Сыны же сотников моих – с пятью нукерами и младшим братом, а сыновья десятников и граждан состояния свободного – с тремя нукерами и младшим братом. Да чтобы были все они верхом! Пусть тысяцких ноёнов сыновья и десять их нукеров, вступающие в мой хишигтэн, у тысячи своей на содержанье будут.

И содержание сие, в размерах нами установленных, да не зависит от наследства, коим они родителем наделены, и от того добра, кое добыли сами. Равно и содержанье сыновей ноёнов-сотников с пятью нукерами и сыновей десятников и граждан состояния свободного с тремя нукерами да не зависит от личного их состоянья!»

И еще повелел Чингисхан: «Коли ноёны-тысяцкие, сотники, десятники пойти решатся супротив сего указа, суровая их ждет за это кара. Те же, кто будут уклоняться, при ставке службы убоявшись, да будут подменены другими, а сами осуждены на ссылку. Никто не смеет препятствия чинить тем подданным моим, кто пожелает в мою охрану личную вступить».

Сообразно указу сему сыновья тысяцких, сотников и десятников были отобраны и посланы в ханский хишигтэн[266]. Хэвтулов, коих в прежние годы было восемьдесят, стало восемьсот. И повелел тогда Чингисхан пополнить их ряды до тысячи и наказал не сметь запрещать подданным его к нему в хэвтулы поступать на службу. И повелел еще Чингисхан назначить Их Нэгурина командующим тысячью его хэвтулов.

Отобрав четыре сотни лучников-хорчинов, Чингисхан распорядился быть над ними головой Есунтэгэ, сыну Зэлмэ, а помогать ему советом в службе Бугидэю, сыну Тугэ. И приказал Чингисхан хорчинам нести караул вместе с турхагами в четыре смены: первой сменой лучников-хорчинов командовать Есунтэгэ, второй – Бугидэю, третьей – Орхудагу и четвертой – Лаблаху. И, назначив командующих сменами лучников-хорчинов в доблестной гвардии своей и пополнив их ряды до тысячи, поставил он над ними Есунтэгэ.

◇ ◇ ◇ ◇ ◇

ЦЕЛЬ ЗАДАНИЯ :: Воспроизведите дословно и целиком текст об указе Чингисхана о его личной охране. Опирайтесь исключительно на приведённый текст.

ИСХОДНЫЕ МАТЕРИАЛЫ ::

◇ ◇ ◇ ◇ ◇

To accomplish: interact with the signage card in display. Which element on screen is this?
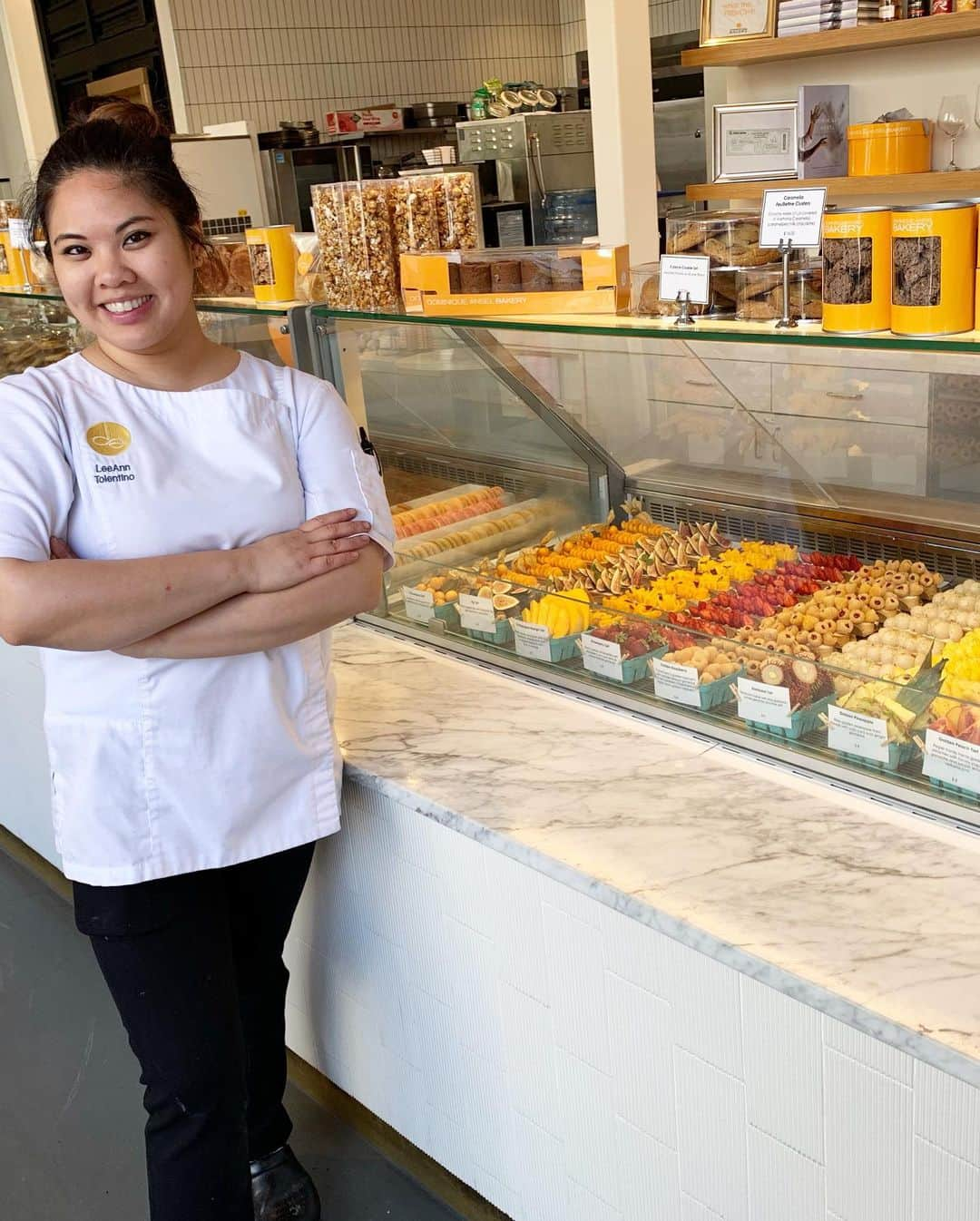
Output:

◇ ◇ ◇ ◇ ◇

РЕЗУЛЬТАТ ВЫПОЛНЕНИЯ ::
Сыны же сотников моих – с пятью нукерами и младшим братом, а сыновья десятников и граждан состояния свободного – с тремя нукерами и младшим братом. Да чтобы были все они верхом! Пусть тысяцких ноёнов сыновья и десять их нукеров, вступающие в мой хишигтэн, у тысячи своей на содержанье будут.

И содержание сие, в размерах нами установленных, да не зависит от наследства, коим они родителем наделены, и от того добра, кое добыли сами. Равно и содержанье сыновей ноёнов-сотников с пятью нукерами и сыновей десятников и граждан состояния свободного с тремя нукерами да не зависит от личного их состоянья!»

И еще повелел Чингисхан: «Коли ноёны-тысяцкие, сотники, десятники пойти решатся супротив сего указа, суровая их ждет за это кара. Те же, кто будут уклоняться, при ставке службы убоявшись, да будут подменены другими, а сами осуждены на ссылку. Никто не смеет препятствия чинить тем подданным моим, кто пожелает в мою охрану личную вступить».

Сообразно указу сему сыновья тысяцких, сотников и десятников были отобраны и посланы в ханский хишигтэн[266]. Хэвтулов, коих в прежние годы было восемьдесят, стало восемьсот. И повелел тогда Чингисхан пополнить их ряды до тысячи и наказал не сметь запрещать подданным его к нему в хэвтулы поступать на службу. И повелел еще Чингисхан назначить Их Нэгурина командующим тысячью его хэвтулов.

Отобрав четыре сотни лучников-хорчинов, Чингисхан распорядился быть над ними головой Есунтэгэ, сыну Зэлмэ, а помогать ему советом в службе Бугидэю, сыну Тугэ. И приказал Чингисхан хорчинам нести караул вместе с турхагами в четыре смены: первой сменой лучников-хорчинов командовать Есунтэгэ, второй – Бугидэю, третьей – Орхудагу и четвертой – Лаблаху. И, назначив командующих сменами лучников-хорчинов в доблестной гвардии своей и пополнив их ряды до тысячи, поставил он над ними Есунтэгэ.